The term mainly refers to needy children in towns and cities, although there are
more child workers in the countryside. Poverty, unemployment and family problems,
including violence, have pushed them onto the streets. Often it isn’t possible–or
even desirable–for them to return home to their parents. They frequently work in
very harsh conditions and are exploited and mistreated.
The International Labour Organisation reckons there are 17.5 million child workers
in Latin America, but some NGOs say there are between 25 and 30 million, including
1.5 to 2 million in Peru. The United Nations has criticized Peru for being the only
country in Latin America to legally allow children to work from the age of 12, instead
of 14 as elsewhere.
The Nats in Lima, Peru’s capital, were the first children in the world to organize
themselves in a social movement. In the early 1970s, members of the Christian Workers
Youth Movement opened centres for street children in the city’s poorest neighbourhoods.
Most of the centres looked after children who earned a living doing odd jobs in open-air
markets.
A national
charter
But when Lima city council threatened in 1976 to sell the land on which the street
children’s centres stood, there was an outcry. In the southern part of the city,
the children, their parents, grandparents and others got together to defend the centres.
They also demanded that the centres be connected to water, electricity and sewage
services. The children and teenagers called for access to school places and health
care.
The protests brought the children’s centres together into a loose network, and gradually
the movement took shape. Its supporters developed the idea of “protagonism”, i.e.
considering children as responsible people, defending their right to work, and believing
in their ability to act for themselves, organize and generally improve their own
situation.
The Movement of Working Children of Christian Workers (MANTHOC) was set up in Lima
in 1978. “Our aim was to strengthen a movement established by and for children and
geared to their specific needs,” says Nelly Torres, the founder of MANTHOC. “We wanted
them to share their experiences with the majority of street children, who weren’t
organized.” The movement slowly spread to other towns, even though it still only
involved a very small number of Nats.

- **Work instructions**:
Output the portion of the text on Peru's working children starting at "The Nats in" and ending at "city’s poorest neighbourhoods.", copied word for word. The listing is separate material and has no connection to the text on Peru's working children.

- **Recorded data**:
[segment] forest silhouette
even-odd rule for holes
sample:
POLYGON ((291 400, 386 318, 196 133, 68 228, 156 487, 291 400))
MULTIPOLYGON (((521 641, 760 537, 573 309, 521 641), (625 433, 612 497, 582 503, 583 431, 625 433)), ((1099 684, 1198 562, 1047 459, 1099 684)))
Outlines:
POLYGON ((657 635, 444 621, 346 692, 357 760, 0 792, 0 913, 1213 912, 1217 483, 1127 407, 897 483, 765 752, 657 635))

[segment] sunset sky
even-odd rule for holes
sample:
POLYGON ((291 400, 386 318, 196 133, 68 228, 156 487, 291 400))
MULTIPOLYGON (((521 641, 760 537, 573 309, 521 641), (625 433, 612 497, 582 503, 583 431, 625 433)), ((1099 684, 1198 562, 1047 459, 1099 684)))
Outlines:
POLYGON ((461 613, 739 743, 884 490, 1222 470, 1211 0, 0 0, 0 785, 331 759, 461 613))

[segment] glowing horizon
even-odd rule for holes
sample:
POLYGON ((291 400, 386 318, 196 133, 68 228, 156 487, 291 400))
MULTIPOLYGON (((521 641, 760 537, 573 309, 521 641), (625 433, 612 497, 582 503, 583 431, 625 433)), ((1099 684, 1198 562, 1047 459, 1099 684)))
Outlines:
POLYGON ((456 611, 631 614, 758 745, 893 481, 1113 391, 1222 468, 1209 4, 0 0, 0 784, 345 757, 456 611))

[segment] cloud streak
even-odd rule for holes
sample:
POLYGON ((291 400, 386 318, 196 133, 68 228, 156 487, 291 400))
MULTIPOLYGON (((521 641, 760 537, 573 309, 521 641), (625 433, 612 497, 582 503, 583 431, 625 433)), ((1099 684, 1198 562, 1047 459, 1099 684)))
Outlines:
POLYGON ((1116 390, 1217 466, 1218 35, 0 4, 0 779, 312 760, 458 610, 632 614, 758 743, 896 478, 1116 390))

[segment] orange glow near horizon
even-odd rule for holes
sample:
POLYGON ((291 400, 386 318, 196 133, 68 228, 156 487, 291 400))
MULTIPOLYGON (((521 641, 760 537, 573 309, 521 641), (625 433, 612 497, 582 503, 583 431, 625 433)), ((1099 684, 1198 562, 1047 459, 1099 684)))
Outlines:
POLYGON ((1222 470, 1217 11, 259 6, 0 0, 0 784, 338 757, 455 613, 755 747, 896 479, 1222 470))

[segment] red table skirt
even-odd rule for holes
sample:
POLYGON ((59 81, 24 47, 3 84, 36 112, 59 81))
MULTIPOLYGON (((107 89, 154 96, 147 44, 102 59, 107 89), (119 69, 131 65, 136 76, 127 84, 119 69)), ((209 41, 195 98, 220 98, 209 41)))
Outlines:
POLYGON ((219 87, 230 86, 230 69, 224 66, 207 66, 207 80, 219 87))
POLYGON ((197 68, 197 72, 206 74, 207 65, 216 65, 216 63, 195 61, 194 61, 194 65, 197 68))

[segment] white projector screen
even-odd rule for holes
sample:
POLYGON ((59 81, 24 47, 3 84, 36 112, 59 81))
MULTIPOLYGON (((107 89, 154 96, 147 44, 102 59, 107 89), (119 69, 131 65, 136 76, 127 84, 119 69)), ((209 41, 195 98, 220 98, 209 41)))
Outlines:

- **Task answer**:
The Nats in Lima, Peru’s capital, were the first children in the world to organize
themselves in a social movement. In the early 1970s, members of the Christian Workers
Youth Movement opened centres for street children in the city’s poorest neighbourhoods.